*Exercise:*
Please set down the data again exactly, minus the pictures.

━━━━━━━━━━

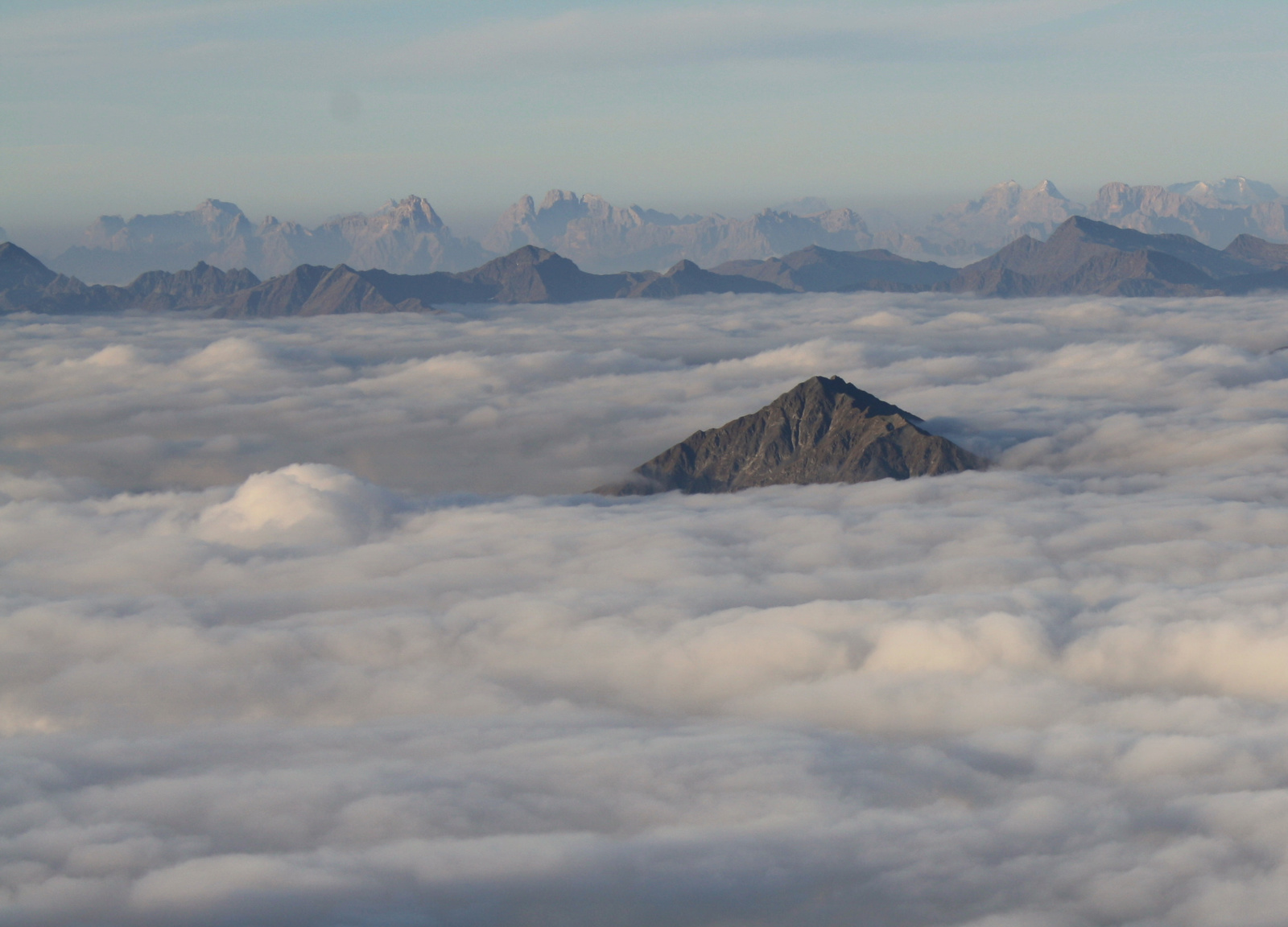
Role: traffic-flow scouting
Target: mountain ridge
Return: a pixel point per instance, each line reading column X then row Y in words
column 822, row 431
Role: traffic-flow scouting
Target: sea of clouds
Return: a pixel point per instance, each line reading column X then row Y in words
column 309, row 621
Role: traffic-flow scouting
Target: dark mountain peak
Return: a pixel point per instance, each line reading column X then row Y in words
column 832, row 390
column 1259, row 251
column 528, row 255
column 21, row 268
column 824, row 431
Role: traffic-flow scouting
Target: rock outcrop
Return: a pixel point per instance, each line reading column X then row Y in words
column 818, row 270
column 599, row 236
column 1088, row 257
column 824, row 431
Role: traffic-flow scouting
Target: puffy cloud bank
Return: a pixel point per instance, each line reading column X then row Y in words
column 304, row 622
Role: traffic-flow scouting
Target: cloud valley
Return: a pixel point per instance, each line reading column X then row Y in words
column 307, row 621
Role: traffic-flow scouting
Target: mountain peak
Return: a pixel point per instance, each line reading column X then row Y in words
column 822, row 431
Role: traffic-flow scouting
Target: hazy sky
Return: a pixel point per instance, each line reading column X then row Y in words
column 309, row 107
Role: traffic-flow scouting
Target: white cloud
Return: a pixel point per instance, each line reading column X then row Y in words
column 263, row 688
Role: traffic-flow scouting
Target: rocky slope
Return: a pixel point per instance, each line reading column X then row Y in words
column 1199, row 214
column 818, row 270
column 26, row 285
column 824, row 431
column 407, row 237
column 599, row 236
column 1088, row 257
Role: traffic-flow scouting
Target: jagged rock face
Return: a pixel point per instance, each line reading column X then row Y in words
column 1228, row 191
column 1004, row 214
column 403, row 236
column 1086, row 257
column 29, row 285
column 599, row 236
column 688, row 280
column 817, row 270
column 1159, row 210
column 1259, row 251
column 824, row 431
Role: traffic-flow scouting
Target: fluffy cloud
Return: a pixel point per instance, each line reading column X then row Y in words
column 302, row 624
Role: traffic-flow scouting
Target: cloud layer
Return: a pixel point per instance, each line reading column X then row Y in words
column 283, row 682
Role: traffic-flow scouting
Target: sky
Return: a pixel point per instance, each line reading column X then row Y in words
column 306, row 109
column 311, row 621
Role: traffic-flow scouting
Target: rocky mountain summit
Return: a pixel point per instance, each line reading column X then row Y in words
column 1211, row 212
column 824, row 431
column 406, row 236
column 410, row 237
column 603, row 237
column 1082, row 257
column 1088, row 257
column 26, row 285
column 818, row 270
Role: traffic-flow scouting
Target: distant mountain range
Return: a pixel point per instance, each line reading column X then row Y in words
column 410, row 237
column 403, row 237
column 1081, row 257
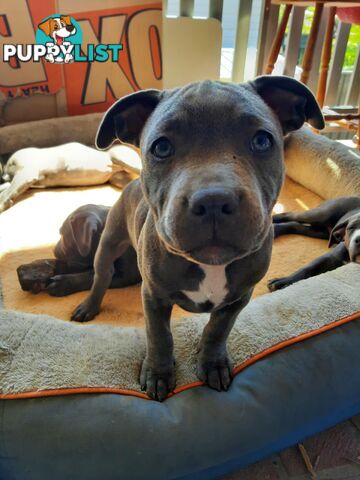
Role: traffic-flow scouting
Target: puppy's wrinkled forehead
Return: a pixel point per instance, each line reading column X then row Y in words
column 212, row 107
column 354, row 221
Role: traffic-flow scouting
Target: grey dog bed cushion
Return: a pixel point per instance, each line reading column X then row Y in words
column 309, row 382
column 40, row 355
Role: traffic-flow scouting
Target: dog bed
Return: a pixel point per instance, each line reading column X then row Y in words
column 25, row 236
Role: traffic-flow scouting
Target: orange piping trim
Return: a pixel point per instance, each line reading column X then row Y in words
column 134, row 393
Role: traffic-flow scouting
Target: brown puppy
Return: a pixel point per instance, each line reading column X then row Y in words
column 337, row 220
column 200, row 217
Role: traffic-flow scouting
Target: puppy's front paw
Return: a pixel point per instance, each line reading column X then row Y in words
column 157, row 381
column 278, row 283
column 215, row 371
column 59, row 286
column 85, row 312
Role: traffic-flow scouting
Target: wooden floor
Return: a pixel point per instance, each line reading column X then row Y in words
column 333, row 455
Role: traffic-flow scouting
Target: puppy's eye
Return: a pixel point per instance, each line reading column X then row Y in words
column 162, row 148
column 261, row 142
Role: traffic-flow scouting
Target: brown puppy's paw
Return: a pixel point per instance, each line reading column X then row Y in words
column 85, row 312
column 158, row 382
column 278, row 283
column 215, row 372
column 59, row 286
column 35, row 276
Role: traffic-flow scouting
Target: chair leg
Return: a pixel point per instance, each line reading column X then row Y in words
column 276, row 45
column 310, row 46
column 325, row 58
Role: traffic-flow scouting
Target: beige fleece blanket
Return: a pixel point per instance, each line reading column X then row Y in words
column 39, row 353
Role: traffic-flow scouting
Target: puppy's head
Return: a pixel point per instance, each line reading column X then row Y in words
column 348, row 231
column 212, row 159
column 58, row 28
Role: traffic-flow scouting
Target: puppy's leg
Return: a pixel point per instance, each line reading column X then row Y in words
column 4, row 186
column 329, row 261
column 213, row 365
column 157, row 375
column 300, row 229
column 113, row 243
column 325, row 214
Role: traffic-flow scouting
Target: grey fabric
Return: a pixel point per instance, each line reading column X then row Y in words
column 325, row 166
column 196, row 434
column 40, row 353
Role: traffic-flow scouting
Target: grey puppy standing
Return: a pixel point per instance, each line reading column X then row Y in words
column 199, row 218
column 337, row 220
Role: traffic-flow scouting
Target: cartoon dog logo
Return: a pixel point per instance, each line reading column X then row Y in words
column 59, row 29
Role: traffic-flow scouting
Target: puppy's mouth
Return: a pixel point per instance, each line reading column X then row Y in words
column 211, row 254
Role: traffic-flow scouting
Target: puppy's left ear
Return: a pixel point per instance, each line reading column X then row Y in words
column 291, row 100
column 66, row 19
column 337, row 233
column 126, row 118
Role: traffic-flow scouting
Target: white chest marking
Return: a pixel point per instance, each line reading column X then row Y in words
column 212, row 287
column 352, row 246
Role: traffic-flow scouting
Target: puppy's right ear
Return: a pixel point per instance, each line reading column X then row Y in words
column 126, row 118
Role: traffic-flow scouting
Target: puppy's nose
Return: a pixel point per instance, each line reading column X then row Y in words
column 214, row 202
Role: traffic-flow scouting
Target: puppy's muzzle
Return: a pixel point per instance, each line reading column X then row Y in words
column 214, row 204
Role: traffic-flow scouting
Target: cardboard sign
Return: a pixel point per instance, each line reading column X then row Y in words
column 118, row 52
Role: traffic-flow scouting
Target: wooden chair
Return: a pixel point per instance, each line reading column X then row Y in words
column 348, row 11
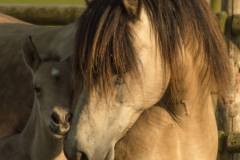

━━━━━━━━━━

*Solution:*
Role: traffic-flow scouting
Target: mountain ridge
Return: a pixel point per instance, each line reading column X then row Y in words
column 822, row 431
Role: traffic-flow scouting
Target: sea of clouds
Return: a pixel point per instance, each line reading column X then row Y in words
column 309, row 621
Role: traffic-flow scouting
Target: dark mountain peak
Return: a pixel point per instance, each line reading column X then row Y in words
column 832, row 390
column 1259, row 251
column 528, row 255
column 21, row 268
column 824, row 431
Role: traffic-flow scouting
Target: rock outcrop
Return: a pixel point per instance, each line reading column X then row Y in words
column 818, row 270
column 599, row 236
column 1088, row 257
column 824, row 431
Role: traffic-flow scouting
Target: puffy cloud bank
Return: a pixel point per instance, each line reading column X then row Y in words
column 304, row 622
Role: traffic-flow scouting
Target: cloud valley
Return: a pixel point per instance, each line reading column X then row Y in words
column 307, row 621
Role: traffic-flow scouting
Target: mountain peak
Return: a pixel point per instance, each line reading column X then row Y in words
column 822, row 431
Role: traffic-flow scouting
Target: hazy sky
Return: a pixel point per instance, each line reading column X then row Y in words
column 309, row 107
Role: traffic-flow scouting
Target: white cloud
Return: a pixel point per instance, each line reading column X then row Y in words
column 263, row 688
Role: traffic-flow scouting
Target: rocky slope
Return: a pixel point per instance, each line reading column X then row Y in words
column 1199, row 214
column 818, row 270
column 26, row 285
column 824, row 431
column 407, row 237
column 599, row 236
column 1088, row 257
Role: traffic-flow scouting
Target: jagged rock face
Return: a pixel point per instance, each line reading column X then row Y in words
column 1228, row 191
column 1004, row 214
column 403, row 236
column 1086, row 257
column 29, row 285
column 599, row 236
column 688, row 280
column 817, row 270
column 1159, row 210
column 1259, row 251
column 824, row 431
Role: traffic-flow scouting
Target: fluffy cloud
Return: a pixel point per instance, each line reading column X then row Y in words
column 302, row 624
Role: traffic-flow scouting
Target: cloud layer
Return: a pixel point per instance, each line reading column X then row Y in words
column 283, row 682
Role: traffic-flow scouting
Target: sky
Return: a pixel point per instance, each line reading column X then row Y in words
column 306, row 109
column 311, row 621
Role: traffic-flow scouting
Target: rocky mountain summit
Return: a pixel point per instance, each line reading column X then row Y in words
column 1211, row 212
column 824, row 431
column 406, row 236
column 410, row 237
column 603, row 237
column 1082, row 257
column 1088, row 257
column 26, row 285
column 818, row 270
Role: traffic-flow scouting
Target: distant mountain range
Return: a pixel point per instance, each line reading column X then row Y in words
column 410, row 237
column 403, row 237
column 1081, row 257
Role: traffic-flow scouting
Target: puppy's wrinkled forehead
Return: a pixel point per instance, each line reading column X then row Y in words
column 212, row 107
column 354, row 221
Role: traffic-flow scouting
Target: grey dog bed cushion
Return: a pixel point per instance, each line reading column X then row Y in words
column 309, row 382
column 40, row 355
Role: traffic-flow scouting
Target: dog bed
Return: a pixel point per instance, each line reading column X then row Y in words
column 25, row 236
Role: traffic-flow scouting
Target: orange piping trim
Return: a pixel point per instance, each line reading column X then row Y in words
column 134, row 393
Role: traffic-flow scouting
Target: brown puppy
Return: a pixel point per instance, each line reading column X then row Y in words
column 337, row 220
column 200, row 217
Role: traffic-flow scouting
Target: puppy's front paw
Return: a pixel point per instance, each line reading column X then row Y in words
column 157, row 381
column 278, row 283
column 215, row 371
column 59, row 286
column 85, row 312
Role: traffic-flow scouting
Target: wooden floor
Return: a pixel point per instance, each line reading column X then row Y in words
column 333, row 455
Role: traffic-flow scouting
Target: puppy's eye
Return: a pixel point per instance, each line reading column X then row Y in words
column 162, row 148
column 261, row 142
Role: traffic-flow scouting
Target: brown puppy's paw
Return: a pixel point per instance, each line reading column X then row Y in words
column 85, row 312
column 158, row 382
column 278, row 283
column 215, row 372
column 59, row 286
column 35, row 276
Role: traffic-flow scouting
Target: chair leg
Return: a pixel point per instance, each line reading column X then row Y in words
column 276, row 45
column 310, row 46
column 325, row 58
Role: traffic-flow scouting
Target: beige fleece blanket
Return: a pixel point per instance, each line reading column X then row Y in words
column 39, row 353
Role: traffic-flow scouting
Target: puppy's head
Return: a pixel point per instance, each line reading column X then row Y in words
column 348, row 231
column 212, row 159
column 58, row 28
Role: traffic-flow scouting
Target: puppy's leg
Return: a pixel point per instance, each line reading column X then row Y in words
column 4, row 186
column 329, row 261
column 213, row 365
column 157, row 375
column 300, row 229
column 113, row 243
column 325, row 214
Role: traffic-flow scouting
Target: grey fabric
Return: a pixel point per instance, each line reading column X then row Y in words
column 325, row 166
column 196, row 434
column 40, row 353
Role: traffic-flow scouting
Target: grey puppy standing
Return: a pixel point per instance, each line reading column X then row Y in words
column 199, row 218
column 337, row 220
Role: traffic-flow scouting
Target: cartoon dog logo
Return: a pixel point per instance, each line reading column X then row Y in words
column 59, row 29
Role: traffic-flow scouting
Target: puppy's mouth
Return: a pixel point per instance, each line reading column X then row Y in words
column 211, row 254
Role: traffic-flow scouting
Target: puppy's left ear
Return: a pixel point per instance, each line reading column X then row Y in words
column 291, row 100
column 66, row 19
column 337, row 233
column 126, row 118
Role: traffic-flow scouting
Target: white chest marking
Return: a pixel point per instance, each line reading column X then row Y in words
column 212, row 287
column 352, row 246
Role: traffic-flow scouting
Target: puppy's right ear
Return: a pixel point per instance, each line reading column X then row Y in words
column 126, row 118
Role: traffic-flow scouting
Target: puppy's nose
Return: a pixel point per instance, each line reading column X then row Y in words
column 214, row 202
Role: traffic-flow scouting
Target: puppy's muzzle
Return: a pixel point per instance, each line reading column X then row Y in words
column 214, row 204
Role: traffic-flow scouting
Target: cardboard sign
Return: a pixel point per instance, each line reading column X then row Y in words
column 118, row 52
Role: traffic-flow scouting
Target: wooden chair
Return: a pixel point per instance, each line reading column X then row Y in words
column 348, row 11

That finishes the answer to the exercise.